● WHAT TO WORK ON
Pictures appear in the records below; write out everything else exactly.

● RECORDS SUPPLIED
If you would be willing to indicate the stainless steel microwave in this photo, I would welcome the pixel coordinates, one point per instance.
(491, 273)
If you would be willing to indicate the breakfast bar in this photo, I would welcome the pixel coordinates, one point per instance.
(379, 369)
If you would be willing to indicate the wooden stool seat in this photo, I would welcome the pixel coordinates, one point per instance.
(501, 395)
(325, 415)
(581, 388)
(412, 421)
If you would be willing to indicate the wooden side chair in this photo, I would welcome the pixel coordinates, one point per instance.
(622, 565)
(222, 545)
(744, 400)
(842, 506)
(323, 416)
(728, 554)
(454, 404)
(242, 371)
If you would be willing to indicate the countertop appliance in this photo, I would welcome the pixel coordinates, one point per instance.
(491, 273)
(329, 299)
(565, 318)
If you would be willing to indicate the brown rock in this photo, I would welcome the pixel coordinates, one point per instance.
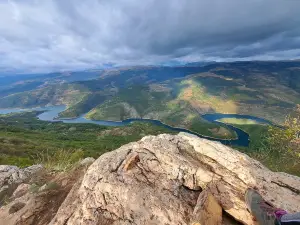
(207, 211)
(163, 178)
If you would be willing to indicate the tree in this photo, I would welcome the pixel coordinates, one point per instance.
(286, 142)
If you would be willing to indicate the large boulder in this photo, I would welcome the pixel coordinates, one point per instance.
(159, 180)
(12, 176)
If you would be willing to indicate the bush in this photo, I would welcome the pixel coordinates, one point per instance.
(282, 145)
(61, 160)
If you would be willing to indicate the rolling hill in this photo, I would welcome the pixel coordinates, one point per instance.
(174, 95)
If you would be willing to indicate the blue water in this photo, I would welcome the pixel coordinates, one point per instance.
(242, 137)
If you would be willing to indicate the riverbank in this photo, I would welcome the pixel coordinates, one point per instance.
(51, 113)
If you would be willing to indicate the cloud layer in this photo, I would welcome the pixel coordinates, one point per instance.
(49, 35)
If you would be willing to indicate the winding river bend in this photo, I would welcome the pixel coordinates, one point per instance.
(242, 137)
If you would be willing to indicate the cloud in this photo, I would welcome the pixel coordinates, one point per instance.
(38, 35)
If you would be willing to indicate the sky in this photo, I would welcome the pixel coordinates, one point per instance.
(55, 35)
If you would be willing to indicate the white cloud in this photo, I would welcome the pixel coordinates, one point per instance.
(47, 35)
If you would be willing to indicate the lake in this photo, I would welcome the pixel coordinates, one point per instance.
(52, 112)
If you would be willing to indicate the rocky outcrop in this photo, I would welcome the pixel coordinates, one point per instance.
(12, 176)
(167, 179)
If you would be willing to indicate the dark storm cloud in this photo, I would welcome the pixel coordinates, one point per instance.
(37, 35)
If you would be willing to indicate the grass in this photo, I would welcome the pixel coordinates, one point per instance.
(23, 138)
(60, 160)
(260, 150)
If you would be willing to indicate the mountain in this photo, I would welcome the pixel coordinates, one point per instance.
(174, 95)
(165, 179)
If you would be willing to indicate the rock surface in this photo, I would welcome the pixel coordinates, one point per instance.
(167, 179)
(12, 176)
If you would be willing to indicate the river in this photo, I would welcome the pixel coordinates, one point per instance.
(52, 112)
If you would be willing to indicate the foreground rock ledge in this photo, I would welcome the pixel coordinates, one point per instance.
(172, 179)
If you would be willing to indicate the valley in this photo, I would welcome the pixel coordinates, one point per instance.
(176, 96)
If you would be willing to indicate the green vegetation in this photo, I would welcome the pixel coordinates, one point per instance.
(60, 160)
(24, 138)
(277, 148)
(238, 121)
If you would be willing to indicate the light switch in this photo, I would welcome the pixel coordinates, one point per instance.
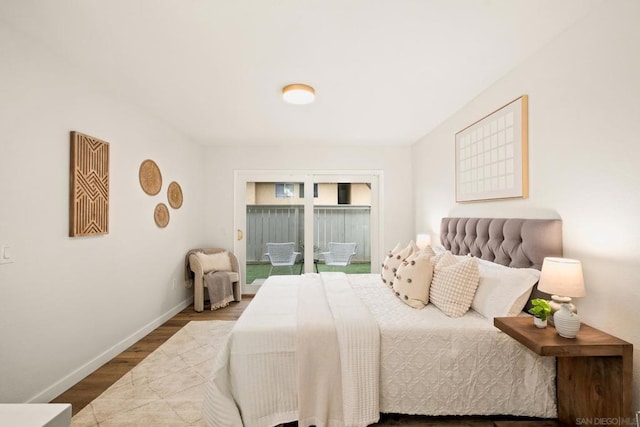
(6, 254)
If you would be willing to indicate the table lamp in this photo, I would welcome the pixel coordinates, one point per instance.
(562, 277)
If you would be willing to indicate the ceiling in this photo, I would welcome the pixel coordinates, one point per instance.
(385, 72)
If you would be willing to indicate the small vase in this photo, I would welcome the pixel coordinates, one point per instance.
(567, 323)
(539, 322)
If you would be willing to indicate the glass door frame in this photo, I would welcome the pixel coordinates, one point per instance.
(308, 178)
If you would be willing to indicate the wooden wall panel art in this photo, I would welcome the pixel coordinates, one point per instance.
(89, 192)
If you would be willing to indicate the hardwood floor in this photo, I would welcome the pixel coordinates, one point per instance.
(94, 384)
(81, 394)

● ANSWER BELOW
If you would be willing to indicate the stainless steel microwave in this photo, I would welcome the pixel coordinates, one point per instance.
(491, 273)
If you would be willing to indicate the breakfast bar in this photo, I would welcome the pixel coordinates, one point per instance.
(379, 369)
If you would be willing to indicate the wooden stool seat in this photo, I would welcome the pixel coordinates, one point per instance.
(501, 395)
(325, 415)
(581, 388)
(412, 421)
If you would be willing to indicate the wooden side chair in this photo, I would welcome the pixel coordinates, one point per instance.
(622, 565)
(222, 545)
(744, 400)
(842, 506)
(323, 416)
(728, 554)
(454, 404)
(242, 371)
If you would be willing to indicate the countertop appliance in this photo, I would welcome the pixel coordinates, one point per instance.
(491, 273)
(329, 299)
(565, 318)
If you would be willing to indicate the brown rock in this photo, I would welcome the pixel coordinates, one point per instance.
(207, 211)
(163, 178)
If you would be willing to indicate the tree in this photo, I would welcome the pixel coordinates, one point per instance.
(286, 142)
If you would be willing to indicate the large boulder in this photo, I would welcome the pixel coordinates, one point per instance.
(159, 180)
(12, 176)
If you would be willing to indicate the bush in this photo, I would welcome the pixel coordinates, one point per instance.
(282, 145)
(61, 160)
If you would be willing to indicate the rolling hill in this photo, I would welcome the pixel coordinates, one point per instance.
(174, 95)
If you would be willing to indicate the blue water in this photo, I would welcome the pixel coordinates, one point per instance.
(242, 137)
If you would be willing to indicate the riverbank in this photo, I would welcome the pixel coordinates, one point per instance.
(51, 113)
If you would be willing to indicate the cloud layer in this photo, I would welcome the pixel coordinates, one point per instance.
(49, 35)
If you would be willing to indicate the winding river bend in this photo, I would welcome the pixel coordinates, one point per instance.
(242, 137)
If you would be willing to indicate the cloud in this photo, I would welcome the pixel coordinates, one point per instance.
(38, 35)
If you would be willing to indicate the sky in this photo, I would welcome the pixel coordinates, one point per instance.
(55, 35)
If you would be willing to indicate the white cloud in this photo, I would welcome the pixel coordinates, one point per instance.
(47, 35)
If you would be willing to indicate the lake in this photo, I would welcome the pixel coordinates, one point per instance.
(52, 112)
If you would be willing to indicate the rocky outcrop in this photo, I would welcome the pixel coordinates, one point per instance.
(12, 176)
(167, 179)
If you would be willing to indicate the dark storm cloud in this photo, I would welcome the pixel coordinates, one point per instance.
(37, 35)
If you would be willing to indicate the grass in this photo, I would welcome the pixel coordinates, one point per instance.
(23, 138)
(60, 160)
(260, 150)
If you would be willing to indicate the mountain in this photo, I would welcome the pixel coordinates, one point per instance.
(174, 95)
(165, 179)
If you would be willing to indicate the rock surface in this photo, I would welcome the pixel coordinates, one point per instance.
(167, 179)
(12, 176)
If you would be willing to indicate the river in this photo, I would welcome the pixel coordinates, one point per instance.
(52, 112)
If you would be willing to indicate the foreground rock ledge in this photo, I would welcome the pixel coordinates, one point per instance.
(172, 179)
If you would be willing to indicate the valley in this photo, I would welcome the pixel coordinates, one point per instance.
(176, 96)
If you would be willing to indicate the green vegetation in this photo, I would welcome the pixel coordinates, one point per instance.
(60, 160)
(24, 138)
(277, 148)
(238, 121)
If you would be willing to indicate the light switch in this photo, I would welcome the pixel coordinates, one point per instance.
(6, 254)
If you would be willing to indicate the table lamp in this photo, I would welcome the pixel coordinates, one point per instance.
(562, 277)
If you would be willing to indicate the ceiling in this photo, I would welcome the pixel coordinates, one point per instance.
(385, 72)
If you would be willing to indicate the small vase in this photo, I would welcome the pixel coordinates, one point per instance.
(567, 323)
(539, 322)
If you would be willing to indicate the glass door frame in this photo, I would welcome the pixel coordinates, one point per instance.
(308, 178)
If you would be willing to indicate the wooden wall panel art in this photo, I would welcome the pixel coordinates, one point per instance.
(89, 192)
If you would be willing to indicate the hardwood floor in this photo, I would welcome the pixel coordinates, one point per instance.
(94, 384)
(81, 394)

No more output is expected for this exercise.